*SHORT PROBLEM*. Copy the line with "# test: locate() drops one marker on the man" and all lines following it through the last line of the entries, exactly as written.

-- start DATASET CONTENT --

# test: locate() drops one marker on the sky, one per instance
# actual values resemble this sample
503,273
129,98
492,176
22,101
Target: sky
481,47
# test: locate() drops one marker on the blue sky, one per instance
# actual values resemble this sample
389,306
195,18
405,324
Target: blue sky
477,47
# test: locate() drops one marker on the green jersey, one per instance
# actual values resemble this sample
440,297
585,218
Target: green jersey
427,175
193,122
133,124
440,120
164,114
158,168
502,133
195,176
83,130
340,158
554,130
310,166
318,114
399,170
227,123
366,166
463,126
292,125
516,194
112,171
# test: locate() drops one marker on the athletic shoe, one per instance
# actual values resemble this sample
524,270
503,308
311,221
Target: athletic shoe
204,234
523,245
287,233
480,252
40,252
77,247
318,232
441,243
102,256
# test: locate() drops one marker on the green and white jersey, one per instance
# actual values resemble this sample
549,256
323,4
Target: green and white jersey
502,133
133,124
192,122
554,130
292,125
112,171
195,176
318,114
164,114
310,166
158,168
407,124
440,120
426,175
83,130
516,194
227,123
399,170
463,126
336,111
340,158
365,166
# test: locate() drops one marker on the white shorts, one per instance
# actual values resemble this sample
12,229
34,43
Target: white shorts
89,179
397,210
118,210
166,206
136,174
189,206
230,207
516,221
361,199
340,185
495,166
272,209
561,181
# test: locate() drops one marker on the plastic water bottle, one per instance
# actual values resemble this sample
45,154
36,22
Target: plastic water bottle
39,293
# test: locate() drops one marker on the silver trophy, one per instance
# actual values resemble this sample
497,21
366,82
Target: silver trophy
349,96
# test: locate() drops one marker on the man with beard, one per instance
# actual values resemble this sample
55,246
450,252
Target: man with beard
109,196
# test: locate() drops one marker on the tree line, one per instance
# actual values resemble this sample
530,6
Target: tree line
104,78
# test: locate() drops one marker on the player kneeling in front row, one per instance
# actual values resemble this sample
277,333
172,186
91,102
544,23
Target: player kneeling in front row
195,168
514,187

-- end DATASET CONTENT --

*ANSWER TO THE TASK*.
# test: locate() drops one marker on the man with beard, one per instance
# actual values resemble this sample
55,246
450,252
Target: man with beard
109,196
# test: locate() drops one marker on the tree line, one per instance
# actual values resemble this sample
530,6
Target: tree line
104,78
# test: locate() drops one marker on the player kneeling in front row, one per instance
# actual values resemble this sample
277,333
172,186
91,102
544,23
Target: player kneeling in front row
195,168
514,187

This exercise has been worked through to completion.